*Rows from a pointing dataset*
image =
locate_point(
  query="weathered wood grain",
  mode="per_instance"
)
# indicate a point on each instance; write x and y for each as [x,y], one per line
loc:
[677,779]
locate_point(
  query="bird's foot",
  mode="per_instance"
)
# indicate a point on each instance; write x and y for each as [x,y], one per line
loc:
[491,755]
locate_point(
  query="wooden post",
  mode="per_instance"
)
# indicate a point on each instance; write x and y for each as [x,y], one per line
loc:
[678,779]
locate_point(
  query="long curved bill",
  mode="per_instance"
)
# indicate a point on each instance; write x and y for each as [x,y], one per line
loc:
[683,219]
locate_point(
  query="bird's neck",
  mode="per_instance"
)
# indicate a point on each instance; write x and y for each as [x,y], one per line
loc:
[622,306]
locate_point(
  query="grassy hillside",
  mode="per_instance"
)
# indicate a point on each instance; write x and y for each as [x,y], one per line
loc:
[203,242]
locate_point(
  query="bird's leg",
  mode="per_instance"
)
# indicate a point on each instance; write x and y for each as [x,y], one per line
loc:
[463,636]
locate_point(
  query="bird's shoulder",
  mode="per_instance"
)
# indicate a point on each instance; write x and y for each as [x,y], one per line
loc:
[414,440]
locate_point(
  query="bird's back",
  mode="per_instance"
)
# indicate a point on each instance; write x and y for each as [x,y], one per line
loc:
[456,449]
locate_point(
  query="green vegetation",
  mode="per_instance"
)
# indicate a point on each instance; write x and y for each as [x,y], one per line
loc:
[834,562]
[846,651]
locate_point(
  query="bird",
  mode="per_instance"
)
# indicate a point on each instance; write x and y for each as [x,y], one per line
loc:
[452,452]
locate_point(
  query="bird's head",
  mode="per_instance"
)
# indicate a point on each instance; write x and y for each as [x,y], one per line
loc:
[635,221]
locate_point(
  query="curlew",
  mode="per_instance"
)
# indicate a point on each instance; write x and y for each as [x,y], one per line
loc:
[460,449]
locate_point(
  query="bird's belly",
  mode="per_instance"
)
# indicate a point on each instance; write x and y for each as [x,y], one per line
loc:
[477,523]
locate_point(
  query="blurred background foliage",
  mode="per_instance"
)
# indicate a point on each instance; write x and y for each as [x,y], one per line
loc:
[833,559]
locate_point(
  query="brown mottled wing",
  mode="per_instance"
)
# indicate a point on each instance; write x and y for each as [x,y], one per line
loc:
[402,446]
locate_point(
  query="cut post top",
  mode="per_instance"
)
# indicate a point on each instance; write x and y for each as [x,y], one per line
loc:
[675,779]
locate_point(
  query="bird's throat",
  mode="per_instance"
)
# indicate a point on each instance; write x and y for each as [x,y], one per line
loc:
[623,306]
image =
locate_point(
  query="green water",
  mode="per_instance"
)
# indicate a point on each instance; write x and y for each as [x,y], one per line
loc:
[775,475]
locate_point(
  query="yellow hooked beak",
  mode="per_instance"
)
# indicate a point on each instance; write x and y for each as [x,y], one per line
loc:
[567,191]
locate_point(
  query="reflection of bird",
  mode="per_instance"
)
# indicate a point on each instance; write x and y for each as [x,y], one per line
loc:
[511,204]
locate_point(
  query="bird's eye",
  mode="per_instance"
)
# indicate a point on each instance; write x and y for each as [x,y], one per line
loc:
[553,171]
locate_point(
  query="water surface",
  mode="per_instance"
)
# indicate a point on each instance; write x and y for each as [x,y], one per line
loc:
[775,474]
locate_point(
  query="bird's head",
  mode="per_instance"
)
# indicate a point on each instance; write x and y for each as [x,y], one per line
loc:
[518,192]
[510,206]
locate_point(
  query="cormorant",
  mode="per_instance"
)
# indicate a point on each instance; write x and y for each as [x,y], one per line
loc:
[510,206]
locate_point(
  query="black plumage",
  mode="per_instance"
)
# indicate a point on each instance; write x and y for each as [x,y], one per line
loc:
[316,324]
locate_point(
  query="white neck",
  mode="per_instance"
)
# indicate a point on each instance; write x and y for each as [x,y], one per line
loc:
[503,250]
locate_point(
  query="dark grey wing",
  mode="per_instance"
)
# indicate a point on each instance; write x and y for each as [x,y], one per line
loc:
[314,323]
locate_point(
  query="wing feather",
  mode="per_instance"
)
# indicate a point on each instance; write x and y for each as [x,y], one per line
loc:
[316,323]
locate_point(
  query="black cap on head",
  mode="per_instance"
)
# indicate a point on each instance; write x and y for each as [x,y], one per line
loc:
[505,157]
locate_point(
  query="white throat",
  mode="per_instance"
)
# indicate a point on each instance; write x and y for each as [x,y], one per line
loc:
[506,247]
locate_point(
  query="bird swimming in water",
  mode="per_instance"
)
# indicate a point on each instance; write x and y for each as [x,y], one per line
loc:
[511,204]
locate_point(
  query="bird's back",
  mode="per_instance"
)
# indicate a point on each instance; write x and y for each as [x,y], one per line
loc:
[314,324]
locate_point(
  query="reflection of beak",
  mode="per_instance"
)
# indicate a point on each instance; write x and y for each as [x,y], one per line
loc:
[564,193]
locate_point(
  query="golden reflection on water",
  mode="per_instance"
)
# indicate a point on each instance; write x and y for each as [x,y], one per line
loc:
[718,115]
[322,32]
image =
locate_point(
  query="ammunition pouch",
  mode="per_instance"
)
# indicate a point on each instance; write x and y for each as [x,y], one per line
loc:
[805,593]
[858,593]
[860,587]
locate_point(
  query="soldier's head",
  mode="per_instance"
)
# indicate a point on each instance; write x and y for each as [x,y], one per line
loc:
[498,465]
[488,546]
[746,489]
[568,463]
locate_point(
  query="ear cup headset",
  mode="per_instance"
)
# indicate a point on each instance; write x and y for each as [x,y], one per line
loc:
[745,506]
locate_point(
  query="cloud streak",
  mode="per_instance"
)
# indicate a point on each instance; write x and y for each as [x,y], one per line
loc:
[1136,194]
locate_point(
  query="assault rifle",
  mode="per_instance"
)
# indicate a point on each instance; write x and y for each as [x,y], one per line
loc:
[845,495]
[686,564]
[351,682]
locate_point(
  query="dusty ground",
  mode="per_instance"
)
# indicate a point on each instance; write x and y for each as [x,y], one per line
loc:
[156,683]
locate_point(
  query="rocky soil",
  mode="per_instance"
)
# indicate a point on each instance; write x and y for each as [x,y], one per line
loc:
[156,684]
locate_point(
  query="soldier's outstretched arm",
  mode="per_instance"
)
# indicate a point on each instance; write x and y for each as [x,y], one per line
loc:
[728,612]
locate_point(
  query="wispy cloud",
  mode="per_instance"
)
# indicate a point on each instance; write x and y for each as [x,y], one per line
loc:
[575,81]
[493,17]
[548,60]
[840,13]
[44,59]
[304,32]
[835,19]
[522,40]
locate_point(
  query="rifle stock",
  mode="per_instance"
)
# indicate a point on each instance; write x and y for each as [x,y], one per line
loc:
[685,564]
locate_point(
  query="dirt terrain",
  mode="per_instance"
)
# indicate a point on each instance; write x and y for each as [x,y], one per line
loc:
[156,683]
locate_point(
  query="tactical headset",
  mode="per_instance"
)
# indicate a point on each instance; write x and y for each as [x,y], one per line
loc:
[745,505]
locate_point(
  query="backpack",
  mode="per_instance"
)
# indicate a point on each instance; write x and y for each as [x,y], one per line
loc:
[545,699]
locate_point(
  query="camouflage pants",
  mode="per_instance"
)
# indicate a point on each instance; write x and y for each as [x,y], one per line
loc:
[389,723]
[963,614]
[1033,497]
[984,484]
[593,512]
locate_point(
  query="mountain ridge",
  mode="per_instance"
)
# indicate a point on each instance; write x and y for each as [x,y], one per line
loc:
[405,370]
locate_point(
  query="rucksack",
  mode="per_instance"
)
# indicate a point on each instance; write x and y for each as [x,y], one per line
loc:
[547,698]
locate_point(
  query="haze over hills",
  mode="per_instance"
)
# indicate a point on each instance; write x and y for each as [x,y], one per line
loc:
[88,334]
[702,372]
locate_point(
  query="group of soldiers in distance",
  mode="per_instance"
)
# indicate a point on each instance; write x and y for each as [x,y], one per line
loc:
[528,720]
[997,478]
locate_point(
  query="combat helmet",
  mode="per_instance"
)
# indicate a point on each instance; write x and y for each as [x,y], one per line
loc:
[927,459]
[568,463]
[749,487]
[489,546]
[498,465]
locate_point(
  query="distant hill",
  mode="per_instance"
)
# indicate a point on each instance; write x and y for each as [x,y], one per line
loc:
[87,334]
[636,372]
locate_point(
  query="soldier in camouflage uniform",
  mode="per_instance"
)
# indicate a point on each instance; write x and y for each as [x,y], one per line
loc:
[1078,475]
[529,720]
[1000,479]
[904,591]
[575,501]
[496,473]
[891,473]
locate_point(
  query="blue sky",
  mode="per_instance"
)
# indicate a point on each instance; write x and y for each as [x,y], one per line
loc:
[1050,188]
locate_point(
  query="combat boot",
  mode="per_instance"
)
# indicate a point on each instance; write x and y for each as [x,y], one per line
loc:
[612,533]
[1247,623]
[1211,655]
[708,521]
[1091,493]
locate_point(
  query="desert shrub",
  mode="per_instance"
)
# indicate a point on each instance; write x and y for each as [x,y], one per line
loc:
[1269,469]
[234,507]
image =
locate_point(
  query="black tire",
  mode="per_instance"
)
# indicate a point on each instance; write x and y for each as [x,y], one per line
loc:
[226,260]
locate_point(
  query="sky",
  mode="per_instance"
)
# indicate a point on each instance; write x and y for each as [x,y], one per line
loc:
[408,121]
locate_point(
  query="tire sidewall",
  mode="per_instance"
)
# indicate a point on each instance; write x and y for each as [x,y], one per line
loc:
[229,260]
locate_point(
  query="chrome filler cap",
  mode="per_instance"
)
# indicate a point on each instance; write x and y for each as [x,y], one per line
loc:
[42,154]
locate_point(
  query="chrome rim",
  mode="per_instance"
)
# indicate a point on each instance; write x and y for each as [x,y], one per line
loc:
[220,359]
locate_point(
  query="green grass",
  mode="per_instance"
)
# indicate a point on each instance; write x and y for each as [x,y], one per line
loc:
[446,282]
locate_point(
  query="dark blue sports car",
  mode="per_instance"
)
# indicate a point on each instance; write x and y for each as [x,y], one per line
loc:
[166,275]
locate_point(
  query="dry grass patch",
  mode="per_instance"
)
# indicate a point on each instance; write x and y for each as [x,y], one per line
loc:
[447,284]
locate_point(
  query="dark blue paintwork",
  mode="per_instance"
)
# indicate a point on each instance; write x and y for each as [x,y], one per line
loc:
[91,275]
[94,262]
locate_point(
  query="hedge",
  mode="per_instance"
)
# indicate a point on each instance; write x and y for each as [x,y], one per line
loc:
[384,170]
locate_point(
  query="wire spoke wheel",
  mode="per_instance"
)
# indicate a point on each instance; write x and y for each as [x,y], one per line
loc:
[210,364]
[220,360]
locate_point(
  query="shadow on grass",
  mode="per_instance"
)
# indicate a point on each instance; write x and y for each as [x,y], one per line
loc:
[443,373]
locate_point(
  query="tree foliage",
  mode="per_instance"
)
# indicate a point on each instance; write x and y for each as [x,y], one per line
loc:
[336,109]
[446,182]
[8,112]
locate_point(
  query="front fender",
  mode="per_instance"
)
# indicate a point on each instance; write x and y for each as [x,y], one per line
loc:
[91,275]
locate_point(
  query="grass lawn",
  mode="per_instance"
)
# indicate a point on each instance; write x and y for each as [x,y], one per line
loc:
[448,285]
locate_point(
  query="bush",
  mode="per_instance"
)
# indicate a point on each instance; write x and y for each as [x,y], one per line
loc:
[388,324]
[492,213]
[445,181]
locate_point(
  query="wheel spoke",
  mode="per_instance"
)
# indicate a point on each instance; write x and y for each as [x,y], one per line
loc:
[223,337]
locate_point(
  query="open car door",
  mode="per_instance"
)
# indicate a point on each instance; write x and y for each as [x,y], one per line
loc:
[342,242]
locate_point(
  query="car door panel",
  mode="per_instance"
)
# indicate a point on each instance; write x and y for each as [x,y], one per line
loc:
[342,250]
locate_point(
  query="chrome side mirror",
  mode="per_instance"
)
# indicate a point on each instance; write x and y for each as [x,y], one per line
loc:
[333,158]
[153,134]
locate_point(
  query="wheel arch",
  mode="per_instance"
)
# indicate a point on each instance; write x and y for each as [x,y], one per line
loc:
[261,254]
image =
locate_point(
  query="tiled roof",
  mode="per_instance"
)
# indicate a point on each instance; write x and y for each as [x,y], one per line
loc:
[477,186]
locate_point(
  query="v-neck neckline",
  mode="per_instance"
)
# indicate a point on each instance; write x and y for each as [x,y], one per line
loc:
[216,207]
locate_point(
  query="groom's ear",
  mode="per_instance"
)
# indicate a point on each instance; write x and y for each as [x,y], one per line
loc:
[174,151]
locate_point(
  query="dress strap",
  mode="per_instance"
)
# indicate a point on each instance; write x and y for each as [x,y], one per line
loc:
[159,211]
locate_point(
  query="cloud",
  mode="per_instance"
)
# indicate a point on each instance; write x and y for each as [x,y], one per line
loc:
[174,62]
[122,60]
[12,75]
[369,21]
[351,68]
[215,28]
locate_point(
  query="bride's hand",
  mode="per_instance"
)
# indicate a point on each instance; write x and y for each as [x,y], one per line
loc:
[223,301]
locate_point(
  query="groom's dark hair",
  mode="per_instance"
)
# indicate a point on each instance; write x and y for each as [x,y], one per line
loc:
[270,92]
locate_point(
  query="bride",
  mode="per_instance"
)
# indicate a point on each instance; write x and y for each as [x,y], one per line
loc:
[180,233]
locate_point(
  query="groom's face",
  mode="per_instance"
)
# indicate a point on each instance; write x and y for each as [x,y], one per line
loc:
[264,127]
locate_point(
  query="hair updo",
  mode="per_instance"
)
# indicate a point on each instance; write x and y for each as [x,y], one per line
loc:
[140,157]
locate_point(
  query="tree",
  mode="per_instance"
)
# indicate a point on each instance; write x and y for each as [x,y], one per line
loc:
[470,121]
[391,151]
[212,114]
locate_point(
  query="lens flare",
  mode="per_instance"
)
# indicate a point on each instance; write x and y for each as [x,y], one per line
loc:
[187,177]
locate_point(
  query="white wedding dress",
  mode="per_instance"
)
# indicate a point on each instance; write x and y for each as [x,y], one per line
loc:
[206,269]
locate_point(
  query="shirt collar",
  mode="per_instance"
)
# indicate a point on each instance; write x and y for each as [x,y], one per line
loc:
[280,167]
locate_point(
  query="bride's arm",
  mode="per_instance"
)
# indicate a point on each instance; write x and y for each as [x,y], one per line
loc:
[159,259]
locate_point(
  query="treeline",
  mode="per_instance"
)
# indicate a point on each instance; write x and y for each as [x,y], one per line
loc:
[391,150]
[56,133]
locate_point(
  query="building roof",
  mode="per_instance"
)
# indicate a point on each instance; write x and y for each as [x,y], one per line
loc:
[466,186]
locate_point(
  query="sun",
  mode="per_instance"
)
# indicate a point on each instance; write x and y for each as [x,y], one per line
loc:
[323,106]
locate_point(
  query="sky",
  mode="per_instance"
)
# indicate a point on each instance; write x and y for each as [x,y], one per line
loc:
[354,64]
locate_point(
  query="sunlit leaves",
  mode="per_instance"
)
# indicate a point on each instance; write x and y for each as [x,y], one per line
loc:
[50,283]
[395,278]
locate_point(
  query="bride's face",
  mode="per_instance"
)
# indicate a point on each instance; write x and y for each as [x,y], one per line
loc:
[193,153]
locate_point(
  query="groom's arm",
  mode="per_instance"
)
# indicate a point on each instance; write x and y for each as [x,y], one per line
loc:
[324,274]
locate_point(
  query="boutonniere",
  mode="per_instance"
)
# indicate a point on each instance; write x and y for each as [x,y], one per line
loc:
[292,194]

*Your instructions*
Count the lines in the items above that contain the string "headset", treating uppercase and lowercase as different. Give only the number.

*Completed task*
2